### Source information ###

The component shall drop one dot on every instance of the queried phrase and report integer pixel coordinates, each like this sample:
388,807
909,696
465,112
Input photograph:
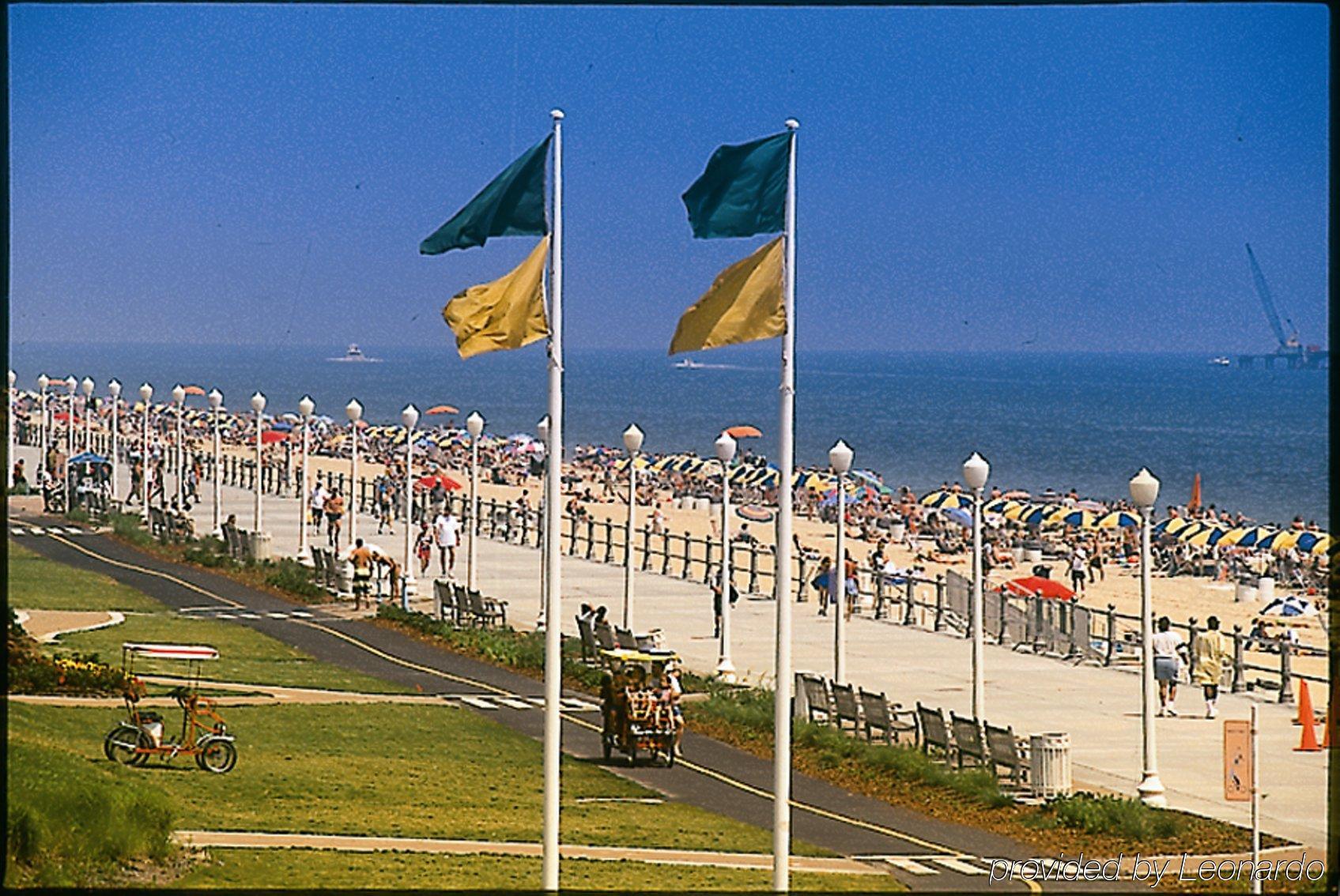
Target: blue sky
1074,179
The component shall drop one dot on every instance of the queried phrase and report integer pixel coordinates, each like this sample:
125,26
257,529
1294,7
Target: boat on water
356,354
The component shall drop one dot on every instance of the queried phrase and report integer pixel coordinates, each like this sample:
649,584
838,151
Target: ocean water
1260,439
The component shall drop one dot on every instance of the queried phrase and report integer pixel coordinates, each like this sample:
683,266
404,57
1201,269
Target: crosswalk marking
961,867
912,867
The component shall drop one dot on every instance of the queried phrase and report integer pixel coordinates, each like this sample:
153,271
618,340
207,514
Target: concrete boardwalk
1099,707
749,861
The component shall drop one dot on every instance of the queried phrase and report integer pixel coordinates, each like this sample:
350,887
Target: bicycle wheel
217,755
121,745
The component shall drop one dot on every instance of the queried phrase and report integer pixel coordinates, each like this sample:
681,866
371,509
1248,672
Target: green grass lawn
394,770
36,583
246,655
308,868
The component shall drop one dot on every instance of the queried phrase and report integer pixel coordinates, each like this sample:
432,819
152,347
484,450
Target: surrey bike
142,736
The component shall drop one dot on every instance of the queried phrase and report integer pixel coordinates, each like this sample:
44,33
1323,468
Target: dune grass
308,868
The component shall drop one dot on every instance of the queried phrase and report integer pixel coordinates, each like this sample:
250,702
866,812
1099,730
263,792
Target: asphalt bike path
925,853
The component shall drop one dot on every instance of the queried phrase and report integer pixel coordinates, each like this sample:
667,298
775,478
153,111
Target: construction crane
1289,344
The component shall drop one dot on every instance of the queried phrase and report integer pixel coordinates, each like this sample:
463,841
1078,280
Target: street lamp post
179,397
216,401
71,385
258,405
474,426
9,456
632,442
304,408
725,446
409,417
146,393
1145,491
547,540
43,381
88,389
114,390
976,469
356,412
839,458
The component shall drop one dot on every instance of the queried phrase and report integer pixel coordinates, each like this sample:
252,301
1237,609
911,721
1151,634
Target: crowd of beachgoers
1085,533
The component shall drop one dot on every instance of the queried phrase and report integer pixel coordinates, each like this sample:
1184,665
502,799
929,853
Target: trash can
1244,593
1050,764
259,547
1265,588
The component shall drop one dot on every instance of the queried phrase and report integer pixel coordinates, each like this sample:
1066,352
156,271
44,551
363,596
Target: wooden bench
934,733
968,741
844,706
882,716
1010,753
817,706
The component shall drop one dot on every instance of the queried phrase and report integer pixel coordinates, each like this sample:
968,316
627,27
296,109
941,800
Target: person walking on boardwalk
362,560
1168,657
447,531
1213,655
334,514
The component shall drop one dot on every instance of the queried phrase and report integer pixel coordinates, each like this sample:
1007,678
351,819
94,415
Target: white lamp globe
840,456
409,417
725,446
1145,489
632,439
976,469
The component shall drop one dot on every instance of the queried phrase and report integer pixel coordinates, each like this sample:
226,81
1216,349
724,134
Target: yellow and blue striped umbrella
1118,518
946,500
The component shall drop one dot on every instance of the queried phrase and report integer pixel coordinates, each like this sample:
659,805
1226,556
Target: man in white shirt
447,532
1168,657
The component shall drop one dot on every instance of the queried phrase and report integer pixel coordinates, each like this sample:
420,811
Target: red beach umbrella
430,481
1040,587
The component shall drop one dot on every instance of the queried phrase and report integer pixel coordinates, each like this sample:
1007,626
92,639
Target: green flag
742,190
511,205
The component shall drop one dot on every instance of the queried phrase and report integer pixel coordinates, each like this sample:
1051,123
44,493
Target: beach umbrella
1172,525
432,481
1068,518
946,500
1039,587
960,516
1206,537
1278,540
1123,518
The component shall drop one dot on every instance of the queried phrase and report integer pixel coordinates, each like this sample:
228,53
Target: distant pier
1293,360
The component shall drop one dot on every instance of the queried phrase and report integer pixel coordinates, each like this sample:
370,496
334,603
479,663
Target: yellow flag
742,304
504,314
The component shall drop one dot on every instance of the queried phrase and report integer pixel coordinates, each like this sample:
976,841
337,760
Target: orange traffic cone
1305,716
1309,734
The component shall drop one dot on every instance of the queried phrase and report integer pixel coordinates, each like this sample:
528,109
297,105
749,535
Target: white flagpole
782,689
553,509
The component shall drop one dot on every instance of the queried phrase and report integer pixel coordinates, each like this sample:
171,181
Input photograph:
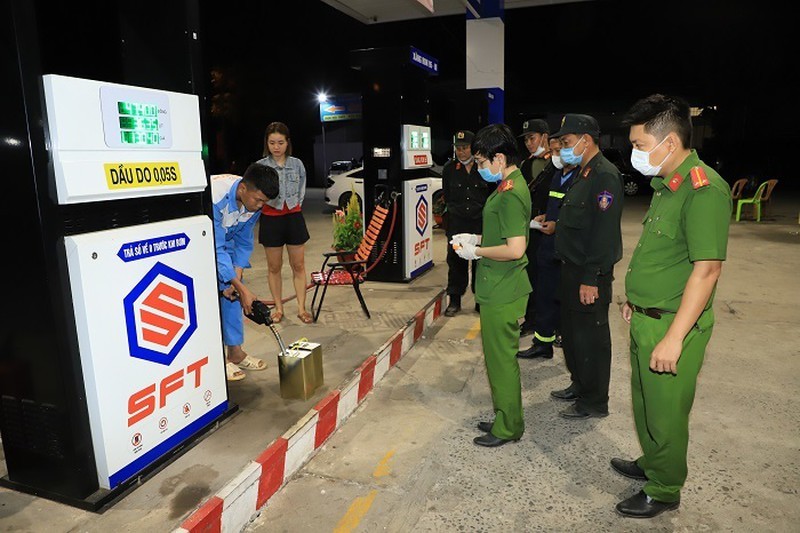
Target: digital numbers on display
138,123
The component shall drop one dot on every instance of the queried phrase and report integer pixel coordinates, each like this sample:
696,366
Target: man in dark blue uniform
538,171
588,243
465,193
548,267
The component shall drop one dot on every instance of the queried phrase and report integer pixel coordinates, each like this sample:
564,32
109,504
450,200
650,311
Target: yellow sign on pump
132,175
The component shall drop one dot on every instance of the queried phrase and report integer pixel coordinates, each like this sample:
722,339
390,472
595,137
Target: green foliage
347,226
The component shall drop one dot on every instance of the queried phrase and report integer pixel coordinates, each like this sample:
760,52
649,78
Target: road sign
341,108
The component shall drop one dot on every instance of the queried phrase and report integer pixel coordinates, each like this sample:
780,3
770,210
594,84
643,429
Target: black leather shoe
452,309
543,350
642,506
490,441
628,469
526,329
566,395
576,413
486,427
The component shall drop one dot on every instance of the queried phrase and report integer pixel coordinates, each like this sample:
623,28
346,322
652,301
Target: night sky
590,57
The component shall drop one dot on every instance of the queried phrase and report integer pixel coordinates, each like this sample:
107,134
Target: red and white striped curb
232,508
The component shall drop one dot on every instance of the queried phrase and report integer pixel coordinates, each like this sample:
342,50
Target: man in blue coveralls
237,205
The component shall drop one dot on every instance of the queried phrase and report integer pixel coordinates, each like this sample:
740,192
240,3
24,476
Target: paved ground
405,461
410,442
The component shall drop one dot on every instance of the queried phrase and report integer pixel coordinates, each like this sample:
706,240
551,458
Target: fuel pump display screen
415,140
135,118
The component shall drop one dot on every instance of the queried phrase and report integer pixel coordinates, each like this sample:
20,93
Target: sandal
233,373
251,363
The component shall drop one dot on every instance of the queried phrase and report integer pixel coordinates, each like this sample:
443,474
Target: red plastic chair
353,272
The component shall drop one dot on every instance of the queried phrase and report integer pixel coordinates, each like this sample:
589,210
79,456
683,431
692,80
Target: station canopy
377,11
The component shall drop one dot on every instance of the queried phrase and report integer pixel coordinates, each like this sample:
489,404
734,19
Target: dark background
732,58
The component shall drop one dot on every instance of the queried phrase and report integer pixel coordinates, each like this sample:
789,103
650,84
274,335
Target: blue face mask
487,175
568,155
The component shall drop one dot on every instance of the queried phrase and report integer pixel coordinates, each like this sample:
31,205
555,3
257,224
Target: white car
340,187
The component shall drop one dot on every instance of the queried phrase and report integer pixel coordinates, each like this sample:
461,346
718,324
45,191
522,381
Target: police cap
578,124
534,125
463,138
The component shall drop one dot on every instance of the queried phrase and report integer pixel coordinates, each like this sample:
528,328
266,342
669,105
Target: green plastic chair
755,201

###

Could you transcribe the records above exactly, leaving out any pictures?

- _Response for this exercise_:
The component shall drop one dot on every instance of the queried phrase and report integer pixel coordinates, each like this sample:
388,807
909,696
465,112
Input photograph:
Target: blue sky
1074,179
The component shall drop one dot on every instance of the queried phrase and report integer pixel coordinates, each like this sample:
125,26
257,529
1294,7
Target: boat on water
356,354
The component shall drop one dot on every instance of the queried phrase and report integer pixel coordinates, each like this sample:
649,584
838,151
Target: ocean water
1260,439
The component shall drop one dot on every instance of the queried phrase and report integer pixel coordinates, each like this sample:
683,266
404,57
1201,269
Target: crosswalk marking
961,867
912,867
The component shall drop one dot on every instance of the queried phrase and report integer pixel coordinates, each like this sample:
153,271
618,340
207,514
Target: concrete boardwalk
1099,707
749,861
The component shall drop one dot on every instance of the queried phrase and report integer pixel coordinates, each like this sample:
350,887
Target: bicycle wheel
217,755
121,745
The component shall drop one dot on every instance of the queried phrase and report integer pixel coordinates, each like this sample:
681,866
371,509
1248,672
Target: green grass lawn
394,770
36,583
246,655
308,868
The component shall drop one dot on every instance of the queried phrase and report integer pixel coordinates, each like this sample:
432,819
152,347
484,450
Target: surrey bike
142,736
The component shall drop one dot on every instance of the queried phrase and report integer pixel coordinates, each like this sample:
44,33
1323,468
Target: dune grass
308,868
The component shall drop one dot on every instance of the queried phrase and report integer pixel coordinates, each like this sample:
250,702
866,812
1099,730
263,792
Target: asphalt bike path
925,853
The component shall drop one dot on every instance of the queried phrase and report integer pixel coordinates, each like this sample:
667,298
775,478
153,111
Target: construction crane
1289,344
The component shall drop one dot on every instance of the queried phrase and report integer pixel coordinates, each like this sample:
463,841
1078,280
Target: street lamp post
179,397
216,401
71,385
258,405
474,426
9,456
632,442
304,408
725,446
409,417
146,393
1145,491
547,540
43,381
88,389
114,390
976,469
356,412
839,458
The component shall drop one dot on every instance of the queried phrase and report integer pixel coordinates, each like this sample:
252,301
1237,609
911,721
1151,634
Target: crowd of beachgoers
1085,533
The component shall drop one dot on every instance of the queried phrase and report integer pixel coordinates, each like this sample:
1184,665
502,799
929,853
Target: trash can
1244,593
1050,764
259,547
1265,588
The component shall drop one dot on every instance of the queried phrase and report integer pixel coordinates, each like this sample:
1066,352
156,271
44,551
363,596
Target: wooden bench
934,733
968,741
844,706
882,716
1010,753
817,706
The component shall drop one dot on every instance of the queried phrase and report integer pixel coordinates, each like this sample:
968,316
627,27
296,109
941,800
Target: person walking on boardwalk
362,560
1168,657
447,531
1213,655
334,514
The component shall drop one dot on every instance of the queried phrase and report integer pixel coordinates, each like this sample:
1007,678
351,819
94,415
Target: white lamp globe
840,456
409,417
725,446
1145,489
632,439
976,469
The component shall drop one dot on every instance of the queried phrase and report integer pixel coordinates, each like this sample:
226,81
1216,349
724,134
Target: yellow and blue striped umbrella
1118,518
946,500
The component shall drop one dot on every instance of the queried phrase and report integer pixel coordinates, each like this sample:
659,805
1226,556
Target: man in white shirt
447,532
1168,657
The component shall drop one dot on every instance of the queried phrase and report integer pixel coordinates, each like this sample:
420,811
Target: red beach umbrella
430,481
1040,587
The component shall drop one dot on every instance of the queried phrase and report integer pixel coordinates, each like this sample:
1007,626
92,639
Target: green flag
742,190
511,205
The component shall drop one dot on every instance of the queried phrase and report integer pixel coordinates, each like this sample:
1051,123
44,493
Target: beach umbrella
1172,525
432,481
1068,518
946,500
1039,587
960,516
1206,537
1278,540
1123,518
The component shall drop one dot on every instance of the queried phrase and report integer pixel coordinates, each like this sample:
228,53
Target: distant pier
1293,360
The component shall drop one dot on every instance of the queried phrase and report integer pixel coordinates, each like this sample:
370,496
334,603
479,663
Target: yellow flag
742,304
504,314
The component shall drop one dot on every instance of the queried phrase and report integer pixel coordinates, each like this sample:
976,841
337,760
Target: orange traffic cone
1305,716
1309,734
The component shall drop one dot on every instance of the queried phrase and report integer pixel coordinates, each like this sample:
528,109
297,105
749,535
Target: white flagpole
782,689
553,509
The component shall drop one dot on every instance of the queried phrase and report integer pixel coordinates, each like this sample:
171,181
Input photograph:
Target: digital numbers on display
138,123
The component shall drop one dot on every instance of the queried phrase and report integer pixel coordinates, each like this sample:
696,366
Target: man in dark blue uniform
538,171
588,243
465,193
548,267
The component shall drop one dot on every instance of the queried phrase and report integer pixel coordinates, each like this sample:
564,32
109,504
450,200
650,311
Target: yellow sign on pump
132,175
The component shall drop one dot on every instance of the queried phrase and report integer pixel coordinates, each like this sample:
722,339
390,472
595,137
Target: green foliage
347,226
The component shall drop one dot on every instance of the queried phrase and report integer pixel coordinates, each like this sample:
760,52
649,78
Target: road sign
341,108
The component shall drop one dot on every instance of the queried phrase and report integer pixel coordinates, each like this sample:
780,3
770,210
594,84
643,429
Target: black leather shoe
452,309
543,350
642,506
490,441
628,469
526,329
566,395
576,413
486,427
The component shall drop one dot on every instance of the queried phrase and report integer pixel coordinates, each like this sample:
623,28
346,322
652,301
Target: night sky
590,57
The component shall drop one dot on every instance of the queried phrase and report integer pixel coordinates, each like this sample:
107,134
Target: red and white striped curb
232,508
The component shall drop one dot on every instance of the queried phrase and report integer pixel coordinates, each like this sample:
342,50
Target: man in blue coveralls
237,205
The component shall drop one dot on every instance of the queried phrase and report integer pixel coordinates, each like this sample:
740,192
240,3
24,476
Target: paved ground
405,461
410,442
The component shall drop one dot on every instance of the queried phrase and report integer pixel coordinates, each like this sample:
706,240
551,458
Target: fuel pump display screen
415,140
135,118
The component shall drop one dot on every instance of the queried phrase and report integer pixel coordinates, each like this sample:
20,93
Target: sandal
233,373
251,363
The component shall drop one dot on every instance of the queried phrase and report integer pixel coordinates, each like this sample:
443,474
Target: red plastic chair
353,272
The component shall drop one dot on every instance of the queried phrase and report integer pixel coordinates, each like this sample:
589,210
79,456
683,431
692,80
Target: station canopy
377,11
The component shall drop one dot on every instance of the queried phrase and report integer pixel coordinates, each like this sample:
489,404
734,19
Target: dark background
732,58
The component shall drop one dot on every instance of the queried phrase and report integer pixel coordinates, each like this sample:
789,103
650,84
274,335
Target: blue face mask
487,175
568,155
The component shall drop one dot on every instance of the queried phrase and report integer pixel coordinates, each like this sample:
31,205
555,3
257,224
Target: white car
340,187
The component shall drop one dot on every instance of the queried phrase and report integer pixel coordinates, each like this sample:
461,346
718,324
45,191
522,381
Target: police cap
578,124
534,125
463,138
The component shall drop one dot on every instance of the queried phrase and report integer pixel coordinates, each like this sample:
528,328
266,342
669,105
Target: green plastic chair
755,201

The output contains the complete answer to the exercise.